EXERCISE BRIEF
Count the lines in the material below that contain the string "white", and reply with the number alone.

··········

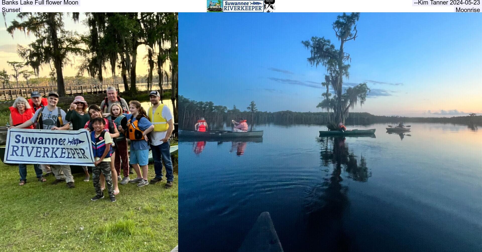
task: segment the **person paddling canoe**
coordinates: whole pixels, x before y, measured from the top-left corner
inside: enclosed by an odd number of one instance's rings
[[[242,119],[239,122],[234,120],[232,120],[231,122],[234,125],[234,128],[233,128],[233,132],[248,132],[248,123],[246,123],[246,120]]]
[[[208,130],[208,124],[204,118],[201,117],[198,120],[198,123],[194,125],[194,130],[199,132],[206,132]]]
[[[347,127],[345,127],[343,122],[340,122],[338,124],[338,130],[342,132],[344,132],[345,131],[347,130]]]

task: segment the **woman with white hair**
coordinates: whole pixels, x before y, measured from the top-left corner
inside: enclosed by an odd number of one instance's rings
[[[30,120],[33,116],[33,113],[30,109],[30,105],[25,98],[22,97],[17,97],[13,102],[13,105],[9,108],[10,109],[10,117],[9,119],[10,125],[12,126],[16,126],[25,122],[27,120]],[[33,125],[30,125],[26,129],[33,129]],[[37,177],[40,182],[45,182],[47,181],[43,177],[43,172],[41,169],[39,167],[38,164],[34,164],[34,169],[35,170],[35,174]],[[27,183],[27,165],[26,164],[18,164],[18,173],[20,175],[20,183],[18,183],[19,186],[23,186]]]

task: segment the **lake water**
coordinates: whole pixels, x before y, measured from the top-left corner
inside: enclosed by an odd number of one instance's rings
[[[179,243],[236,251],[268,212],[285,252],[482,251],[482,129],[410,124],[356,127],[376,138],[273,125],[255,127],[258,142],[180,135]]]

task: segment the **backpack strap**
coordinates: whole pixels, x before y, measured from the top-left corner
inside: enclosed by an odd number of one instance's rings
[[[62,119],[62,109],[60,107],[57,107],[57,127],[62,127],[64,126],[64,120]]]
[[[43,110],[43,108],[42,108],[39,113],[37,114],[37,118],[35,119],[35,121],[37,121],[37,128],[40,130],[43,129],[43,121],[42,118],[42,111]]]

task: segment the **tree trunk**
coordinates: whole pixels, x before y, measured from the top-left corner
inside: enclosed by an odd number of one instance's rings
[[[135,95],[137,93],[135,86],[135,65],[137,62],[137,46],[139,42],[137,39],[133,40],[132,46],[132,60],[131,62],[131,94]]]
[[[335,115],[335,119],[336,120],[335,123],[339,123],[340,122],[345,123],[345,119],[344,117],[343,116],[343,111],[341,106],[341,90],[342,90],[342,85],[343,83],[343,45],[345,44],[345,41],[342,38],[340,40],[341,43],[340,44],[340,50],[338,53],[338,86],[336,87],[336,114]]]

··········

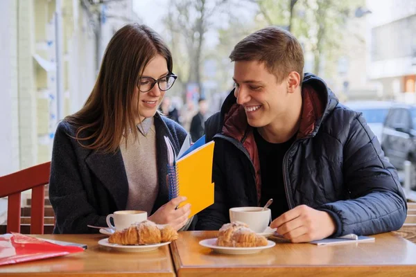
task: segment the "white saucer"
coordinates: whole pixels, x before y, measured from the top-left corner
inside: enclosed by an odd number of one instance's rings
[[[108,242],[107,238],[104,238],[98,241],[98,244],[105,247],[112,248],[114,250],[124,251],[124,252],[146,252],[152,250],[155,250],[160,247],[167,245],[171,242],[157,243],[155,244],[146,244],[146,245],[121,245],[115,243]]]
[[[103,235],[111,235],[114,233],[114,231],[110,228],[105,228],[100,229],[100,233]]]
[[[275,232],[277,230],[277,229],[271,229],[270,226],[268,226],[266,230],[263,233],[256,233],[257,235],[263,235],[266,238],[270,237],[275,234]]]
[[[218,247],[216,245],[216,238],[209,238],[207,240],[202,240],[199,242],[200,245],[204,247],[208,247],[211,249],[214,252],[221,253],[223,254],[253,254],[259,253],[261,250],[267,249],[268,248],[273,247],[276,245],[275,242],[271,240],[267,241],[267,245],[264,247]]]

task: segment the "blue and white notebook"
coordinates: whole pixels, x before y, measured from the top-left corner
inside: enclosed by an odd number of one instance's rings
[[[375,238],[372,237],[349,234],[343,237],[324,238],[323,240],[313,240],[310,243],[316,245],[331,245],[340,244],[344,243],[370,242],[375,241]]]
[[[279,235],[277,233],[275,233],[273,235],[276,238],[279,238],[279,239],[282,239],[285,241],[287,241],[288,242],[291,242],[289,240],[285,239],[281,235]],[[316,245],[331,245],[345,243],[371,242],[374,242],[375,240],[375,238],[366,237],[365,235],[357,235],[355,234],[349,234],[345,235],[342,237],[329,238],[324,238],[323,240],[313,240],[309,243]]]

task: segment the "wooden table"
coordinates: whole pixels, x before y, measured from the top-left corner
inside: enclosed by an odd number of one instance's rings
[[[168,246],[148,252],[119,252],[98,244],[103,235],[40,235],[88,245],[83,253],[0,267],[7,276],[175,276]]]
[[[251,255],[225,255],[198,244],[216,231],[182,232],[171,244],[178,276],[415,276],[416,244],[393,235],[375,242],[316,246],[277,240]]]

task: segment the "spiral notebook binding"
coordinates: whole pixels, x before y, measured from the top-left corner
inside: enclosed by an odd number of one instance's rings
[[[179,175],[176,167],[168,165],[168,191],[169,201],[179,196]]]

··········

WRITTEN ANSWER
3